#### [Page extract]
Wednesday, July 20, 2016

Basic Interop

(For those wondering, I did get delegate fields working. They were not too much trouble. You can read about them in the release notes.)

As promised, I'm taking a bit of a shift towards pragmatism in my work, meaning some efforts to do interop with existing .NET code. Doing that comes with some design decisions and coding challenges. Let's go through some of them, since they'll impact most anyone writing a compiler:


How can I do .NET interop without making it neigh impossible to target other languages?


Well, the back end of the compiler (the bits that take structured intermediate forms and generate CIL from them) already are highly coupled with .NET. That code can know all it wants to about .NET. The front end though (the bits that take text and turn it into structured intermediate forms) doesn't know much about .NET. Even the built in types are just placeholders that the back end uses to tie to real ints and strings and the such.

But because of how Tangent works, the parser needs to see all of the legal phrases so it can infer meaning in the code. That means I need something from .NET interop land to generate the phrases for the Tangent code to refer to. And that something needs to carry enough information so that the back end can turn the phrase back into .NET interaction.

#### [Apply what you read]
1 > Determine whether each statement agrees with the post on basic interop: (a) the back end of the compiler is highly coupled with .NET; (b) the front end of the compiler knows a great deal about .NET; (c) the delegate fields were not made to work. Answer yes or no for each, quoting the deciding words of the post.
2 > Reproduce the post on basic interop between "How can I do" and "into .NET interaction.", inclusive, changing "parser" to "analyzer".

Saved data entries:
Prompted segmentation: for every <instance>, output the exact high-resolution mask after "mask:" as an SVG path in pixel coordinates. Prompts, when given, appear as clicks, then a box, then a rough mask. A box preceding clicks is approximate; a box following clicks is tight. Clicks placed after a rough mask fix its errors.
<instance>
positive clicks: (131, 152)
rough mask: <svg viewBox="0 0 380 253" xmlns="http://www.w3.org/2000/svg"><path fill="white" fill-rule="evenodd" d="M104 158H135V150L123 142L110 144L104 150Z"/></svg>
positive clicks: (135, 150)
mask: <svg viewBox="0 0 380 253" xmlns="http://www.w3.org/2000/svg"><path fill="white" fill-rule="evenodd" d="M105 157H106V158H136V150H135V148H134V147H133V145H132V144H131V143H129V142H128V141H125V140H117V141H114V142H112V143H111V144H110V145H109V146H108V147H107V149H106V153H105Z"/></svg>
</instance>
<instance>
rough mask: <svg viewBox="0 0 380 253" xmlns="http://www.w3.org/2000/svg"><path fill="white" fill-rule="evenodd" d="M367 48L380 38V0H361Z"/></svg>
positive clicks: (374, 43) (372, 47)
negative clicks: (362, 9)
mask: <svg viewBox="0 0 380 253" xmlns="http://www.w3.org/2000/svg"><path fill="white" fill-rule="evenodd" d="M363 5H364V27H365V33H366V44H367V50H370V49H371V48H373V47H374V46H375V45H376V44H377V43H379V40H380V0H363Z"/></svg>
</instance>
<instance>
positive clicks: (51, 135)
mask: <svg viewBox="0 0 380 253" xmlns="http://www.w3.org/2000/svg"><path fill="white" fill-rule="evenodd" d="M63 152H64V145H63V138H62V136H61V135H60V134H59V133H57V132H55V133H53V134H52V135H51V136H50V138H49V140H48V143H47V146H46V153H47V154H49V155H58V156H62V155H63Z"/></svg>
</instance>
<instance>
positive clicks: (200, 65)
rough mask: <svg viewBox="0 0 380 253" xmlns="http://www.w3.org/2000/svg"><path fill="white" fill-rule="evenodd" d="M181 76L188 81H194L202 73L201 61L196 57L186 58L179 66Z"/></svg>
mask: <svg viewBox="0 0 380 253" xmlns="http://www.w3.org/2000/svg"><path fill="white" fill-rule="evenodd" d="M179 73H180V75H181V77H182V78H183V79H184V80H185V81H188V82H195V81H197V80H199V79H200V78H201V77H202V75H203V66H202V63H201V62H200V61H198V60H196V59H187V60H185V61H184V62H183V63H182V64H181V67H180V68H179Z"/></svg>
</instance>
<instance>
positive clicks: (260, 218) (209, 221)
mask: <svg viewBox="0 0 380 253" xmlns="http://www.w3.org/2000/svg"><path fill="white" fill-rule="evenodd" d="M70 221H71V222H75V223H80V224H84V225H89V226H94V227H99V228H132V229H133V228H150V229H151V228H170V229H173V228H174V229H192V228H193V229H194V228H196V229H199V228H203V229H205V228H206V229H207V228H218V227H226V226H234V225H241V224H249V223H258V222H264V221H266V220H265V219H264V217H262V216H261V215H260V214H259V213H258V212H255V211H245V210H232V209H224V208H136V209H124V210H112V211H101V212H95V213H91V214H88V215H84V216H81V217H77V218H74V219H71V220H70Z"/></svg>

#### [Outputs in order]
1 >
(a) Yes: "already are highly coupled with .NET."
(b) No: "doesn't know much about .NET."
(c) No: "I did get delegate fields working."

2 >
How can I do .NET interop without making it neigh impossible to target other languages?


Well, the back end of the compiler (the bits that take structured intermediate forms and generate CIL from them) already are highly coupled with .NET. That code can know all it wants to about .NET. The front end though (the bits that take text and turn it into structured intermediate forms) doesn't know much about .NET. Even the built in types are just placeholders that the back end uses to tie to real ints and strings and the such.

But because of how Tangent works, the analyzer needs to see all of the legal phrases so it can infer meaning in the code. That means I need something from .NET interop land to generate the phrases for the Tangent code to refer to. And that something needs to carry enough information so that the back end can turn the phrase back into .NET interaction.